# Text shown:
*** Begin section ***

# Frustrated! .....not alot!



## cmdrstp (Jun 5, 2008)

Hello. I have been fishing off a pier on Oneida Lake, NY. Every night I can see alot of good sized walleyes cruising around and even up to the surface. This is in about 10 to 15 feet of water. There are alot of baitfish (minnows) around too!. You can see the schools scatter at times.I have been using jigs, jigging rapalas, bucktails, nightcrawlwers, and even minnows (live). But, what I have doesn't get much attention. I try to mix it up in speed and jigging pattern too. I know the area is teaming with walleyes, but I can't connect. If it took wearing a bra for all to see....I'd do it! Any suggestions or tricks? I know that's part of fishing, but it gets alittle annoying when you know they are there and can't get any interest. Thanks, guys.

*** End section ***

# Exercise data:
*** Begin section ***

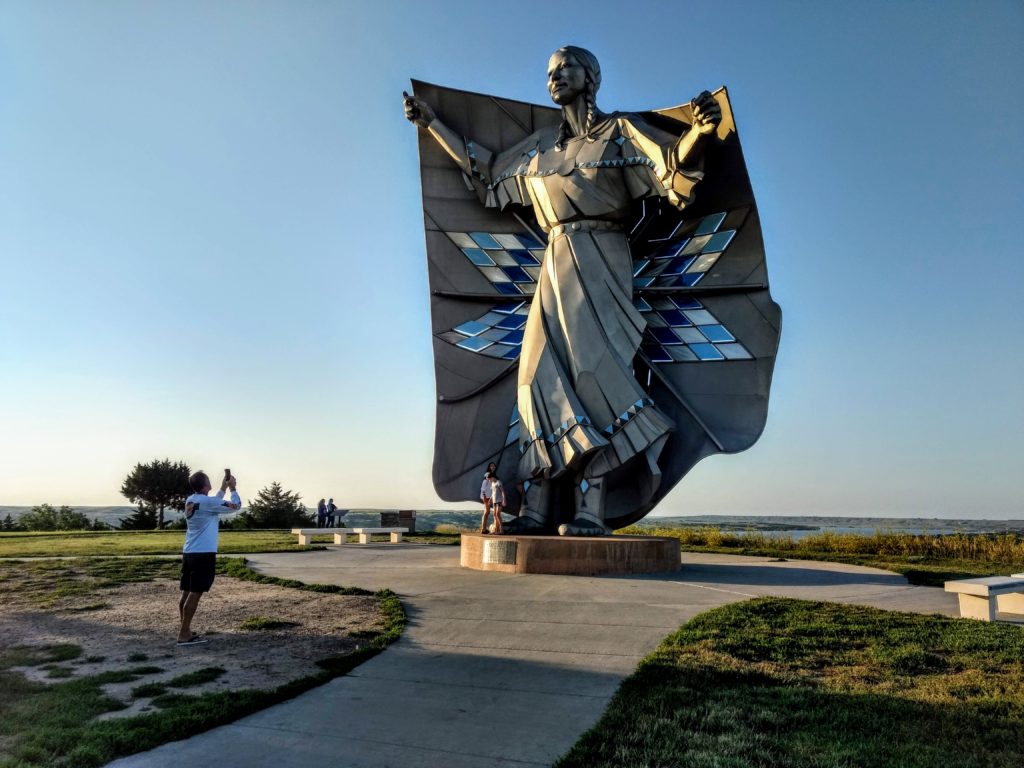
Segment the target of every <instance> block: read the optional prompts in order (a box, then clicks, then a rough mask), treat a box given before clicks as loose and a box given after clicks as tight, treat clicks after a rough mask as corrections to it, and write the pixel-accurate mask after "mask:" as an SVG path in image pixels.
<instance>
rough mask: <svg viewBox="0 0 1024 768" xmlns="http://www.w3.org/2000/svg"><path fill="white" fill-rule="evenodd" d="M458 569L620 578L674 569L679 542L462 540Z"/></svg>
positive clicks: (563, 537)
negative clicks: (586, 575)
mask: <svg viewBox="0 0 1024 768" xmlns="http://www.w3.org/2000/svg"><path fill="white" fill-rule="evenodd" d="M461 564H462V566H463V567H464V568H473V569H475V570H497V571H500V572H503V573H558V574H562V575H611V574H616V575H625V574H630V573H666V572H672V571H677V570H679V567H680V557H679V542H678V541H677V540H676V539H664V538H662V537H652V536H601V537H565V536H485V535H483V534H463V535H462V557H461Z"/></svg>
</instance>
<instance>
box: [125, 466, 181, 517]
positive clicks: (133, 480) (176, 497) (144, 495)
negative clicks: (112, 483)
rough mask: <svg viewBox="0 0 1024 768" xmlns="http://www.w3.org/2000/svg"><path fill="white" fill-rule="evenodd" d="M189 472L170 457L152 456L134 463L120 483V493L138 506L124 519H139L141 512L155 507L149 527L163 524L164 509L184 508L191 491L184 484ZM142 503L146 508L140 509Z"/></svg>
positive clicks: (176, 508) (149, 509) (146, 511)
mask: <svg viewBox="0 0 1024 768" xmlns="http://www.w3.org/2000/svg"><path fill="white" fill-rule="evenodd" d="M189 474H190V472H189V470H188V465H187V464H185V463H184V462H172V461H171V460H170V459H163V460H160V459H155V460H154V461H152V462H150V463H148V464H136V465H135V469H133V470H132V471H131V472H129V473H128V476H127V477H126V478H125V481H124V483H123V484H122V485H121V495H122V496H124V497H125V498H126V499H128V500H129V501H130V502H132V503H134V504H138V505H139V508H138V511H137V512H136V513H135V514H133V515H132V516H131V517H128V518H125V519H127V520H135V521H138V522H139V523H141V522H142V520H143V518H142V517H141V515H143V514H148V513H150V512H151V511H154V510H155V511H156V519H155V521H154V524H153V525H152V526H151V527H154V528H162V527H164V510H165V509H175V510H177V511H179V512H180V511H182V510H183V509H184V508H185V499H186V498H187V497H188V494H189V493H191V492H190V489H189V487H188V475H189ZM143 507H145V508H146V509H145V510H143ZM122 527H124V520H122Z"/></svg>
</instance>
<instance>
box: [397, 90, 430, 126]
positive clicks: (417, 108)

*** End section ***

# Set of tasks:
1. In the walleye fishing post, how deep is the water where the walleyes are seen cruising?
2. Please write the next part of the walleye fishing thread, picking up after its final line.

# Outputs for the tasks:
1. About 10 to 15 feet.

2.
----------



## rowdie (Jan 19, 2005)

I'd try a lindy rig with a long snell, (try different lengths, 18" to 4 ft), and use a leech or a minnow. Cast it out and let it sit. When you get a bit, give it time to eat and open the bail an even let it run before setting the hook. If you can use 2 rods in NY, cast a crank bait, or whatever, I'd even try a spinner or a spoon. But the rod with the live bait is the one I'd focus on.


----------



## fubar (Mar 10, 2008)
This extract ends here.